- Opening Delimiter -

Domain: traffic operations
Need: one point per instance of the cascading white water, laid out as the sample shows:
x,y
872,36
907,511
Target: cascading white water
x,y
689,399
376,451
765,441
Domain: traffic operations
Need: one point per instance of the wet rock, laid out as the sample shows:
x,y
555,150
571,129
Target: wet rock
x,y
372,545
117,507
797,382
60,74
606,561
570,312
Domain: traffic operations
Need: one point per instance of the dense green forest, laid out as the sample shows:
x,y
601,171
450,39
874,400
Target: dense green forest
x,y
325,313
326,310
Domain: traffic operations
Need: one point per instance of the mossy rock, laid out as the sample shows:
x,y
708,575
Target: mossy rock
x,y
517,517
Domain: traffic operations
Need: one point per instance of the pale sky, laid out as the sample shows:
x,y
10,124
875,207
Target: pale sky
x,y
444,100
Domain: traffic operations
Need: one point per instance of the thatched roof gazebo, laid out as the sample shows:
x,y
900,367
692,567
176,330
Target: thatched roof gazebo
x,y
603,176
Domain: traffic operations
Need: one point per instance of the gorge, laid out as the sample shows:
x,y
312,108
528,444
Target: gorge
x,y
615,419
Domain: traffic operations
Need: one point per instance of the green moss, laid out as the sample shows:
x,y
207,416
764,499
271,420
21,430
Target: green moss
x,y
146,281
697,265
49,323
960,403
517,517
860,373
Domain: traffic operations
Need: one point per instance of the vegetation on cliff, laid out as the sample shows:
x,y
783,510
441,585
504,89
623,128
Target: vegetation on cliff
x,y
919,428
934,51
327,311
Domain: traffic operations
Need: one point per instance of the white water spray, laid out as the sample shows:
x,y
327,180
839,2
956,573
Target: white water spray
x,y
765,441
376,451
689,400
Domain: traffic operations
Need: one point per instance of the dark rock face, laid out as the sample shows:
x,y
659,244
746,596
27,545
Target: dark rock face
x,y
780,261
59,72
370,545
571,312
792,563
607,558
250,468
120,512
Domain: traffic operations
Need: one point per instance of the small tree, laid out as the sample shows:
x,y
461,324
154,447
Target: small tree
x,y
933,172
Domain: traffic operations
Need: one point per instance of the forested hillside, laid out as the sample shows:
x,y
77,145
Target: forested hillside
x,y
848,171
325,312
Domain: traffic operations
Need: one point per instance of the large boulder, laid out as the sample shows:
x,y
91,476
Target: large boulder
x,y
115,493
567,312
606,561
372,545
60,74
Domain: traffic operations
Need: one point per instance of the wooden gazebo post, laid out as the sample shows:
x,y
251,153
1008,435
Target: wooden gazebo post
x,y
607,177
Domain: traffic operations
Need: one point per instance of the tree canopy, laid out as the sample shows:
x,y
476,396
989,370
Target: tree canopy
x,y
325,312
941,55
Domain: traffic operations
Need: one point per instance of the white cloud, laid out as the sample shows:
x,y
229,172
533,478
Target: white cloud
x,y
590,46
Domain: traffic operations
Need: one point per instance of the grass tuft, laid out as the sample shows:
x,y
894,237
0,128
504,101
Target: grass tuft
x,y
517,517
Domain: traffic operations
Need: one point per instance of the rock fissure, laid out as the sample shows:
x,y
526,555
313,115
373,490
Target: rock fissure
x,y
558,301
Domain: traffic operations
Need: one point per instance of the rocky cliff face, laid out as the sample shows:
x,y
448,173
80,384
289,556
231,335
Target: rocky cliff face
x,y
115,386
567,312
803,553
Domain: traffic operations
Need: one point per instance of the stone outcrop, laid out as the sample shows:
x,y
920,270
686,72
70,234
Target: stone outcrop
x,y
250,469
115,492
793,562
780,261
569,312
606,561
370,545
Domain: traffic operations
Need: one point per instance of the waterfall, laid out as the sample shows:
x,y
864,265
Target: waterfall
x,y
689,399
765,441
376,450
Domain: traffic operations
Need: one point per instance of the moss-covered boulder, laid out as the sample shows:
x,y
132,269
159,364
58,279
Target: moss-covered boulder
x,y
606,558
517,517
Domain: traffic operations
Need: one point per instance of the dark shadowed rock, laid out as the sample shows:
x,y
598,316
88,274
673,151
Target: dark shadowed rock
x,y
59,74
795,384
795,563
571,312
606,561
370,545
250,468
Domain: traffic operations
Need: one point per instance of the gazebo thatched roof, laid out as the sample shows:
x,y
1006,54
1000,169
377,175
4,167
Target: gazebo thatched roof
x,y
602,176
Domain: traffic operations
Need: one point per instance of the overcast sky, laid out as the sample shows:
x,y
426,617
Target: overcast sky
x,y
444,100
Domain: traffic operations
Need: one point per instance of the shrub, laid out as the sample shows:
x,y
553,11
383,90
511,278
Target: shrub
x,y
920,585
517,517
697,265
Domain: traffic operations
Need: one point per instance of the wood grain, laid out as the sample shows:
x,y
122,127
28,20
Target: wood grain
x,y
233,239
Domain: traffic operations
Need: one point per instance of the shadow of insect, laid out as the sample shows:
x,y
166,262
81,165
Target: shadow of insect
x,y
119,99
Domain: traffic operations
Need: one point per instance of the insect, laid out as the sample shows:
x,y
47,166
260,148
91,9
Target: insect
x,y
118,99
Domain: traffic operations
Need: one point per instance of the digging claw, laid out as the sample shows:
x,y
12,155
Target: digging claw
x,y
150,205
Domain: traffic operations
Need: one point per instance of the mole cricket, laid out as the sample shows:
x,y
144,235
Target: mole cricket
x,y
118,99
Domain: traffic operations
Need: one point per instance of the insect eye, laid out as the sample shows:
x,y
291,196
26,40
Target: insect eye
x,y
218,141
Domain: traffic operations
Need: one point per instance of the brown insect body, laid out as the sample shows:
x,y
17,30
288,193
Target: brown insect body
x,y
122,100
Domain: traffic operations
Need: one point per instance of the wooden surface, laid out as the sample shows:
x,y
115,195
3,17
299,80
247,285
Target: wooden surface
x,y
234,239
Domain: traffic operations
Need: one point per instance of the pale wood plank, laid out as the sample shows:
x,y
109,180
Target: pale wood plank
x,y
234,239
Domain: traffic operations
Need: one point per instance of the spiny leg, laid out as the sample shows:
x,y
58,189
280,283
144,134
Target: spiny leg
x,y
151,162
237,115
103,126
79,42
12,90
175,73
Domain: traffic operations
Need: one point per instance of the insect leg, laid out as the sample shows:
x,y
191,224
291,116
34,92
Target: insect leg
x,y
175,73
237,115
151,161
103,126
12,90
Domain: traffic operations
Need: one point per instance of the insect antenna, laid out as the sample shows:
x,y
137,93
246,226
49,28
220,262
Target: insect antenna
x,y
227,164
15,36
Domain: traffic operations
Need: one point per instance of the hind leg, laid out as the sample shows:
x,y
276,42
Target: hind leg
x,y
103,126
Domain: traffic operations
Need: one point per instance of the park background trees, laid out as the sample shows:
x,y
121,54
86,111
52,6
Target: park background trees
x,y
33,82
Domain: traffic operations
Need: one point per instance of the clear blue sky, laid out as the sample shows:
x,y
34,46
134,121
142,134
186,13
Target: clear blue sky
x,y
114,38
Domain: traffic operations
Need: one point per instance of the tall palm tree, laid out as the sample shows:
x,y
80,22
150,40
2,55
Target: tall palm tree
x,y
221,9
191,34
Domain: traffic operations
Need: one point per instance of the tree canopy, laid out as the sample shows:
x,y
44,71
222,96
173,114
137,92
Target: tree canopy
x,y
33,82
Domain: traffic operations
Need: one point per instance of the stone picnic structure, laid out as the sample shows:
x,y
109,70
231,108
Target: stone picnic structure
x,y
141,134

- Closing Delimiter -

ABOUT THIS EXERCISE:
An exact copy of the listing is what's needed here.

ANSWER TO THE EXERCISE:
Domain: traffic operations
Need: one point per instance of the cascading white water, laid out as the sample shows:
x,y
872,36
907,511
Target: cascading white water
x,y
689,399
376,451
765,441
Domain: traffic operations
Need: one point per instance of the wet rock, laid out as the sample shows:
x,y
555,150
571,129
Target: wet rock
x,y
372,545
117,507
797,382
60,74
606,561
570,312
Domain: traffic operations
Need: one point per instance of the dense green forest, laid out as the sample shows:
x,y
601,171
450,39
874,400
Target: dense green forest
x,y
325,313
326,310
Domain: traffic operations
Need: one point per instance of the mossy rock, laid out as the sample shows:
x,y
708,575
Target: mossy rock
x,y
517,517
Domain: traffic operations
Need: one point per instance of the pale sky, laid out as the sample shows:
x,y
10,124
875,207
Target: pale sky
x,y
444,100
Domain: traffic operations
Need: one point per instance of the thatched roof gazebo, laid out as the sample shows:
x,y
900,367
692,567
176,330
Target: thatched roof gazebo
x,y
603,176
Domain: traffic operations
Need: one point per instance of the gorge, laid out as the sample shows:
x,y
312,108
528,444
Target: gorge
x,y
615,419
Domain: traffic operations
Need: one point per instance of the green moss, laid out as the sample shows:
x,y
207,416
764,499
271,420
21,430
Target: green moss
x,y
146,281
697,265
49,323
960,403
517,517
860,373
Domain: traffic operations
Need: one point per instance of the vegetation on cliff, laid out as the sample shows:
x,y
783,510
441,585
504,89
623,128
Target: vegetation on cliff
x,y
919,428
934,51
327,311
Domain: traffic operations
Need: one point per instance of the white water spray, laid out as the sample shows:
x,y
327,180
839,2
956,573
Target: white water spray
x,y
765,441
376,451
689,400
Domain: traffic operations
Need: one point per instance of the dark rock face, laid out as the sample shows:
x,y
659,244
746,596
27,545
Target: dark rock face
x,y
780,261
59,72
370,545
571,312
792,563
607,558
250,468
120,512
Domain: traffic operations
Need: one point per instance of the small tree, laid out as the sample shows:
x,y
461,324
154,447
Target: small tree
x,y
933,172
Domain: traffic operations
Need: one point per instance of the forested hillside, laid out as the sample shows:
x,y
77,145
Target: forested hillside
x,y
848,171
325,312
Domain: traffic operations
Need: one point per instance of the large boulder, laid out as the sample shows:
x,y
91,476
Target: large boulder
x,y
115,493
567,312
606,561
372,545
60,74
Domain: traffic operations
Need: one point per instance of the wooden gazebo post, laid out as the sample shows:
x,y
251,153
1008,435
Target: wooden gazebo post
x,y
607,177
Domain: traffic operations
Need: one point per instance of the tree canopy, laid out as the sample shows:
x,y
476,396
989,370
Target: tree canopy
x,y
325,312
941,55
Domain: traffic operations
Need: one point per instance of the white cloud, laid out as the sample shows:
x,y
229,172
533,478
Target: white cloud
x,y
590,46
Domain: traffic operations
Need: one point per instance of the grass tuft, laid out as the sample shows:
x,y
894,237
0,128
504,101
Target: grass tuft
x,y
517,517
Domain: traffic operations
Need: one point per instance of the rock fissure, laid out as the sample shows:
x,y
526,555
313,115
373,490
Target: rock fissure
x,y
558,301
Domain: traffic operations
Need: one point per instance of the rocky cliff face, laid out as the sample shows:
x,y
448,173
80,384
289,556
231,335
Target: rocky cliff face
x,y
115,386
567,312
803,553
Domain: traffic operations
Need: one point per instance of the stone outcrop, laid out as the sample shows:
x,y
920,270
686,72
70,234
Target: stone outcrop
x,y
250,469
115,492
793,562
780,261
569,312
606,561
370,545
Domain: traffic operations
Need: one point per instance of the waterfall, laid out as the sample shows:
x,y
864,265
Target: waterfall
x,y
689,399
765,441
376,450
Domain: traffic operations
Need: one point per instance of the moss-covered boulder, laid out as the sample shows:
x,y
132,269
159,364
58,279
Target: moss-covered boulder
x,y
606,558
517,517
Domain: traffic operations
Need: one point per instance of the dark shadowed rock, laid out as the sample shows:
x,y
598,316
88,274
673,151
Target: dark shadowed rock
x,y
59,74
795,384
795,563
571,312
606,561
370,545
250,468
Domain: traffic operations
Need: one point per instance of the gazebo thatched roof, laid out as the sample shows:
x,y
1006,54
1000,169
377,175
4,167
Target: gazebo thatched roof
x,y
602,176
Domain: traffic operations
Need: one point per instance of the overcast sky, laid out as the sample shows:
x,y
426,617
Target: overcast sky
x,y
444,100
Domain: traffic operations
Need: one point per instance of the shrub, laid out as the sample shows:
x,y
553,11
383,90
511,278
Target: shrub
x,y
920,585
517,517
697,265
Domain: traffic operations
Need: one point per instance of the wood grain, laid out as the sample shows:
x,y
122,127
28,20
Target: wood grain
x,y
233,239
Domain: traffic operations
Need: one point per instance of the shadow of insect, laid out as the sample shows:
x,y
166,262
81,165
Target: shadow of insect
x,y
119,99
Domain: traffic operations
Need: one point per instance of the insect, laid out as the sample shows:
x,y
47,166
260,148
91,9
Target: insect
x,y
118,99
Domain: traffic operations
Need: one point per instance of the digging claw, laid out as the sample shows:
x,y
12,155
Target: digging claw
x,y
150,205
Domain: traffic operations
Need: one point per instance of the mole cricket, laid out as the sample shows:
x,y
144,235
Target: mole cricket
x,y
118,99
Domain: traffic operations
Need: one point per instance of the insect eye, laid out as the sample shows:
x,y
291,196
26,40
Target: insect eye
x,y
218,141
Domain: traffic operations
Need: one point per instance of the brown insect body, laid out as the sample shows:
x,y
17,30
288,193
Target: brown insect body
x,y
122,100
Domain: traffic operations
Need: one point per instance of the wooden surface, laid out as the sample shows:
x,y
115,195
3,17
299,80
247,285
Target: wooden surface
x,y
234,239
Domain: traffic operations
Need: one point per instance of the pale wood plank, laid out as the sample shows:
x,y
109,180
Target: pale wood plank
x,y
234,239
Domain: traffic operations
Need: one point per instance of the spiny leg, laid out as the sample shows:
x,y
58,189
280,283
144,134
Target: spiny leg
x,y
151,162
237,115
103,126
79,42
12,90
175,73
Domain: traffic operations
Need: one point per instance of the insect leg, laid out as the sample shows:
x,y
191,224
291,116
34,92
Target: insect leg
x,y
175,73
237,115
151,161
103,126
12,90
Domain: traffic operations
Need: one point per instance of the insect antenna, laid out as the sample shows:
x,y
137,93
246,226
49,28
220,262
Target: insect antenna
x,y
227,164
15,36
Domain: traffic operations
Need: one point per instance of the hind leg, laid out as the sample shows:
x,y
276,42
Target: hind leg
x,y
103,126
Domain: traffic operations
Need: one point per instance of the park background trees, laid out as the sample shows:
x,y
121,54
86,111
52,6
Target: park background trees
x,y
33,82
Domain: traffic operations
Need: one point per instance of the clear blue sky, laid out as the sample shows:
x,y
34,46
134,121
142,134
186,13
Target: clear blue sky
x,y
114,38
Domain: traffic operations
Need: one point per instance of the tall palm tree, laid out as the sample shows:
x,y
80,22
150,40
2,55
Target: tall palm tree
x,y
221,9
191,34
Domain: traffic operations
Need: one point per instance of the tree canopy, laid out as the sample shows:
x,y
44,71
222,96
173,114
137,92
Target: tree canopy
x,y
33,82
Domain: traffic operations
Need: one point per instance of the stone picnic structure, laid out as the sample shows:
x,y
109,70
231,108
Target: stone picnic structure
x,y
141,134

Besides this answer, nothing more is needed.